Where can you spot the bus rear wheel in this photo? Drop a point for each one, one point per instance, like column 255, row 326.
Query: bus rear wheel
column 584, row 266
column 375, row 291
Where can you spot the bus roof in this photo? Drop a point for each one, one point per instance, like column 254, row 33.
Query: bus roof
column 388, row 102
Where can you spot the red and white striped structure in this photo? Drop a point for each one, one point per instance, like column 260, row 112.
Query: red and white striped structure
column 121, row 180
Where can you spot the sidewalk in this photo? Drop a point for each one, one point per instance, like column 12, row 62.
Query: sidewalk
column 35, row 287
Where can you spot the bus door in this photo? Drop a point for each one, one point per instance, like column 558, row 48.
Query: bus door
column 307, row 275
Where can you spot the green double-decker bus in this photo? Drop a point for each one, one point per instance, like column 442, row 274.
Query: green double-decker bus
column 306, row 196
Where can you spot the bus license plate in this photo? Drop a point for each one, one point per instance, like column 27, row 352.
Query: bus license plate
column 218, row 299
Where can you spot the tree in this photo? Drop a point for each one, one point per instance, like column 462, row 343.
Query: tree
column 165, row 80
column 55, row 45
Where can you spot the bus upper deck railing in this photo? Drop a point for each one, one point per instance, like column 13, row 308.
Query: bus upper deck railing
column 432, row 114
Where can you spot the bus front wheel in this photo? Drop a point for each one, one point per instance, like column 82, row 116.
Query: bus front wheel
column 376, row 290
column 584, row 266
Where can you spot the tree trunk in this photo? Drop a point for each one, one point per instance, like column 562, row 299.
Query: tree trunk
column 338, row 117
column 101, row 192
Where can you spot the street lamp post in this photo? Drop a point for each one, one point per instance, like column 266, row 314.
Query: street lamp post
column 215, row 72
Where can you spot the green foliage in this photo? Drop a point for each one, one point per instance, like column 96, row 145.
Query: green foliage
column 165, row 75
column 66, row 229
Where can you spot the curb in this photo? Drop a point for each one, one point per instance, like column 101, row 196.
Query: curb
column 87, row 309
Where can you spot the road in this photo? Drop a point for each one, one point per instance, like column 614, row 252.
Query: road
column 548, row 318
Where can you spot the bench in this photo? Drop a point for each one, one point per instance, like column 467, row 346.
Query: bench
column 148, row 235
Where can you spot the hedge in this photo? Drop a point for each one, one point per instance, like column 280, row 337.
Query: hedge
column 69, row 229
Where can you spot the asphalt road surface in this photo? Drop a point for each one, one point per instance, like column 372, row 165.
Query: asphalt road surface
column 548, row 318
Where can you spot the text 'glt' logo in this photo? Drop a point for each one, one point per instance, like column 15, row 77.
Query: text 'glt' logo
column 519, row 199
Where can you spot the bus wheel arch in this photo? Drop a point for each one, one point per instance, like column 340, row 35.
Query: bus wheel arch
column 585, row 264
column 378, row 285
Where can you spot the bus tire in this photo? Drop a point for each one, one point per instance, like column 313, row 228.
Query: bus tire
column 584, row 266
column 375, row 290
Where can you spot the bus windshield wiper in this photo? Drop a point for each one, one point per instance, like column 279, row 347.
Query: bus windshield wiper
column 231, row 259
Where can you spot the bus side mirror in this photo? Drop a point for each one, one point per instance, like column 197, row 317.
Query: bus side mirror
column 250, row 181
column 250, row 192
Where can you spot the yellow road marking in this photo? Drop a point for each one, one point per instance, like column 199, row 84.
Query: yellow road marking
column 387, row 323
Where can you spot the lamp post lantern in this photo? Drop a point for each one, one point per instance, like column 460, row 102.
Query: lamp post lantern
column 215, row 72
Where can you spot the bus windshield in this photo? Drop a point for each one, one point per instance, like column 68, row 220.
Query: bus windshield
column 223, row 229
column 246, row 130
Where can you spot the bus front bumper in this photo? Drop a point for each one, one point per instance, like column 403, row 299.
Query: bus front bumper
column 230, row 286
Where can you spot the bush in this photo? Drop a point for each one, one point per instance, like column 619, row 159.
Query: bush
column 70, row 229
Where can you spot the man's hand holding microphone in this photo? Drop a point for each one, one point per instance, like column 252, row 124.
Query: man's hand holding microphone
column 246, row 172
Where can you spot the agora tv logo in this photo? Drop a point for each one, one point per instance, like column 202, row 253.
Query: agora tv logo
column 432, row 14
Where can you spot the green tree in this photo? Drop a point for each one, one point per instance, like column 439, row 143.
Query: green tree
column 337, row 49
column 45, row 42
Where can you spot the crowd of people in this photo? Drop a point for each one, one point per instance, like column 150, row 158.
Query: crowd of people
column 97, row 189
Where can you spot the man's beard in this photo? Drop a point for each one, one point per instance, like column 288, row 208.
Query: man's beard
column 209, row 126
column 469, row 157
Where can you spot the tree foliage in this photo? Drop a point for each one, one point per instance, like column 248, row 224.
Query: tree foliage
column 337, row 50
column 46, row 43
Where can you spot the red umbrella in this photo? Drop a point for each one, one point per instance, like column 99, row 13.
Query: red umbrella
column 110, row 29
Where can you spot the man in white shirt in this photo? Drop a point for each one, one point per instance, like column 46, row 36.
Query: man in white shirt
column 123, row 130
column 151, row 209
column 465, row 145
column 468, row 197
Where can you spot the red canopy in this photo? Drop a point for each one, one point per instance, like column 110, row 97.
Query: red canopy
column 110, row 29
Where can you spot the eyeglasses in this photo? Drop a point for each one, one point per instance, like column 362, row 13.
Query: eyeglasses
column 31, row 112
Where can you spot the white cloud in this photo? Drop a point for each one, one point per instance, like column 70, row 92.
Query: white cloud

▸ Exercise prompt
Can you copy out, word for word, the lines running from the one that contains "Where can you spot the white" through the end of the entries?

▸ Exercise output
Where can you spot the white cloud in this photo? Drop a point for each one, one point per instance, like column 70, row 92.
Query: white cloud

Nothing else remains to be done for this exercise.